● EXERCÍCIOS A FAZER
• 1. Pode reproduzir o trecho do texto exibido que vai de "[ por Hagar" até "para fins ilegais.", inclusive?
• 2. Segundo o texto exibido, quantos postos avançados a organização Nachalá anunciou que criaria na Cisjordânia?
• 3. As afirmações abaixo estão de acordo com o texto exibido? Responda sim ou não a cada uma e cite as palavras do texto que decidem a resposta.
(a) Benny Gantz ordenou às forças de segurança que impedissem a criação dos postos avançados.
(b) A captação de recursos do Nachalá foi feita em segredo.
(c) Os ativistas do Nachalá receberam as mensagens sobre a primeira etapa na quarta-feira à noite.

● TEXTO EXIBIDO
◆ ◆ ◆ ◆ ◆

Como um grupo de colonos judeus arrecadou milhões para criar postos avançados ilegais na Cisjordânia

A organização de colonos Nachalá anunciou que criaria três postos avançados da Cisjordânia na quarta-feira. Mesmo sendo isso ilegal, ela levantou cinco milhões de shekels para a operação, em apenas três dias, através de grupos afiliados, um aplicativo de transferência de dinheiro e uma plataforma de crowdfunding da poderosa seita religiosa Chabad.

[ por Hagar Shezaf  (Haaretz 20|07|22) e Tovah Lazaroff (Jerusalem Post 19-21|07|22) | traduzido e editado pelo PAZ AGORA|BR  |  www.pazagora.org ]

Convenção do Nachalá em maio|22 prepara a criação de outposts ilegais

Convenção do Nachalá em maio|22 prepara a criação de outposts ilegais

O esforço de captação de recursos da ordem de US$ 1,4 milhão foi realizado publicamente, apesar da intenção de Nachalá de usar os fundos para fins ilegais.

O ministro da Defesa Benny Gantz ordenou às forças de segurança  para impedir o estabelecimento dos postos avançados e expressou preocupação de que as pessoas pudessem pensar erroneamente que fazê-lo é legal. A polícia disse que se mobilizaria para impedir seu estabelecimento, mas nem a polícia, o serviço de segurança Shin Bet ou o escritório de Gantz responderam às perguntas de Haaretz sobre quais medidas tomaram em resposta ao esforço de arrecadação de fundos.

Na terça-feira à noite, ativistas do Nachalá receberam mensagens dizendo que a primeira etapa da operação seria chegar aos locais alvo, hastear bandeiras israelenses e montar complexos de tendas para famílias e adolescentes.

◆ ◆ ◆ ◆ ◆

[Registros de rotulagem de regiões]
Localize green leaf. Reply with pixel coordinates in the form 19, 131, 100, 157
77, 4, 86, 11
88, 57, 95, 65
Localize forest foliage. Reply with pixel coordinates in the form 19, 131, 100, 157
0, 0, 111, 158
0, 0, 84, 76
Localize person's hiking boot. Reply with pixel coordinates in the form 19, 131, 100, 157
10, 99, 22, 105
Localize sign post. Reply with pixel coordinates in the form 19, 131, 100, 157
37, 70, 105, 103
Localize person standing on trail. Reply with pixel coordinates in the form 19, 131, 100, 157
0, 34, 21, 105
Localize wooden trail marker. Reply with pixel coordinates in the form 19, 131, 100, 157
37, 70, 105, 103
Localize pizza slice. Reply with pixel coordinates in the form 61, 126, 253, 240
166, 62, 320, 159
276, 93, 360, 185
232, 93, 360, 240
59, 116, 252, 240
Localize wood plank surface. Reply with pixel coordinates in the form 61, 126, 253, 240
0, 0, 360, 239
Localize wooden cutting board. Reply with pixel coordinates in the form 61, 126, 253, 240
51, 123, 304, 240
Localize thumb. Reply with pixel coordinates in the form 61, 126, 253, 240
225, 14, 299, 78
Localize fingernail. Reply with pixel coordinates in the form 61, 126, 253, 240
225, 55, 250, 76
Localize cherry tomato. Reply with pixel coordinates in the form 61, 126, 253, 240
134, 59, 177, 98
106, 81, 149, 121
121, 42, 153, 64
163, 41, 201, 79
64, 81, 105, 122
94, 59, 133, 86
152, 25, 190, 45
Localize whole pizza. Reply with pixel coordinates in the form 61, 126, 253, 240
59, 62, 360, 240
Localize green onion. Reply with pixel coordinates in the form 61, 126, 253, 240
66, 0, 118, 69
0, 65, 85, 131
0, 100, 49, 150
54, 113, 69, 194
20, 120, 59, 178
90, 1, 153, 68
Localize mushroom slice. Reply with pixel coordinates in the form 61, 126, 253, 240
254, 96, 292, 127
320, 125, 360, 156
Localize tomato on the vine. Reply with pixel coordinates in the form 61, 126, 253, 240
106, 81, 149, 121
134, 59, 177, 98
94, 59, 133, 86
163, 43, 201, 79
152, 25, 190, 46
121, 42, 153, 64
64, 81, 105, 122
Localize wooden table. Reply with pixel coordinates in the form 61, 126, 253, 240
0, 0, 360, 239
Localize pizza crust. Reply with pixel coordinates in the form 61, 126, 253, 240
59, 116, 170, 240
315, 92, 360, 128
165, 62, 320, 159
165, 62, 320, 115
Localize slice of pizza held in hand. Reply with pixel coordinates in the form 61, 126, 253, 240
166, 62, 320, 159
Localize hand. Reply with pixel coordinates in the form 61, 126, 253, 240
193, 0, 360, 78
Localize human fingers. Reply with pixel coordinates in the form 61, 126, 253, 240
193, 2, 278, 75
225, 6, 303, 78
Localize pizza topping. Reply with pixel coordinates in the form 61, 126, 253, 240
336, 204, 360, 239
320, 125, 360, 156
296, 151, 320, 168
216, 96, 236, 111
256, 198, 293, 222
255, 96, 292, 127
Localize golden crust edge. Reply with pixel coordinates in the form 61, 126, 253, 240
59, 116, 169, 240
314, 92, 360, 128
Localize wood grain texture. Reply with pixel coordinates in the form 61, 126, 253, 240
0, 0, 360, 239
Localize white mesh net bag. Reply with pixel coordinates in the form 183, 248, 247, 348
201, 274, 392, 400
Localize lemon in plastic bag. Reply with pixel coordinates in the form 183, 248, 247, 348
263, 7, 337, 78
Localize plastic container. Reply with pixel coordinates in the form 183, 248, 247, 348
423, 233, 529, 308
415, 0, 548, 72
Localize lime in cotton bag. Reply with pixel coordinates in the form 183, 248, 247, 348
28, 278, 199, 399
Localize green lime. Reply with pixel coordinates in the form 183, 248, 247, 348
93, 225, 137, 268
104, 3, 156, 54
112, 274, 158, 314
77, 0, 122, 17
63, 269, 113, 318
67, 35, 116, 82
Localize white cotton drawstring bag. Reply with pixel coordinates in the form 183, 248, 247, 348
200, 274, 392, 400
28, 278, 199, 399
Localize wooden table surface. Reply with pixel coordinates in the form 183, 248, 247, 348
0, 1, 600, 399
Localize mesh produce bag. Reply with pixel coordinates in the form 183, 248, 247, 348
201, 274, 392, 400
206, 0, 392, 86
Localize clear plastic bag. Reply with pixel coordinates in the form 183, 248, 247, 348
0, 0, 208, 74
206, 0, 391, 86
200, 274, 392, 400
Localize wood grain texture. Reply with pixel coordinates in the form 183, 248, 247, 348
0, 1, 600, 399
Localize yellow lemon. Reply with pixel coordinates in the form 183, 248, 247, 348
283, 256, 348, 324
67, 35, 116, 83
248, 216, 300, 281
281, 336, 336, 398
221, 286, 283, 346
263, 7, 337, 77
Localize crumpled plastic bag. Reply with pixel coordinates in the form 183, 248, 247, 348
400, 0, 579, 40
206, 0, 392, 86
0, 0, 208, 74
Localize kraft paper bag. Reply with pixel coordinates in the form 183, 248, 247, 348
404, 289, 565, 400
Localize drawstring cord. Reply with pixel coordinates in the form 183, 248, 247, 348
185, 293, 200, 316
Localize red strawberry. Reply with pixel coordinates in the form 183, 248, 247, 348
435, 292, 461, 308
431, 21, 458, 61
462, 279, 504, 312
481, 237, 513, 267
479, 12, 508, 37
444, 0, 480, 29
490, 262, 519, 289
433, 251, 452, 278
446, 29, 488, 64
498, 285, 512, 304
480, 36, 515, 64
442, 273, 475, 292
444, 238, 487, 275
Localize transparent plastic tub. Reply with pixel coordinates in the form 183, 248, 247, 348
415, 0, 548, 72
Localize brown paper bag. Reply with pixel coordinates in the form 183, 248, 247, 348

◆ ◆ ◆ ◆ ◆

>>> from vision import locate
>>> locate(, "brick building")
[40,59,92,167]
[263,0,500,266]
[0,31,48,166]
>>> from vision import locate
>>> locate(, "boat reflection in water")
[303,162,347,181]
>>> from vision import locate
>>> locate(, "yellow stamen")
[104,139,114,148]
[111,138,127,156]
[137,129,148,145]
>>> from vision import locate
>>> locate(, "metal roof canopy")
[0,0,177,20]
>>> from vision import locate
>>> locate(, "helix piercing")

◆ ◆ ◆ ◆ ◆

● RESPOSTAS
• 1.
[ por Hagar Shezaf  (Haaretz 20|07|22) e Tovah Lazaroff (Jerusalem Post 19-21|07|22) | traduzido e editado pelo PAZ AGORA|BR  |  www.pazagora.org ]

Convenção do Nachalá em maio|22 prepara a criação de outposts ilegais

Convenção do Nachalá em maio|22 prepara a criação de outposts ilegais

O esforço de captação de recursos da ordem de US$ 1,4 milhão foi realizado publicamente, apesar da intenção de Nachalá de usar os fundos para fins ilegais.

• 2. Três postos avançados.

• 3.
(a) Sim: "O ministro da Defesa Benny Gantz ordenou às forças de segurança"
(b) Não: "foi realizado publicamente"
(c) Não: "Na terça-feira à noite, ativistas do Nachalá receberam mensagens"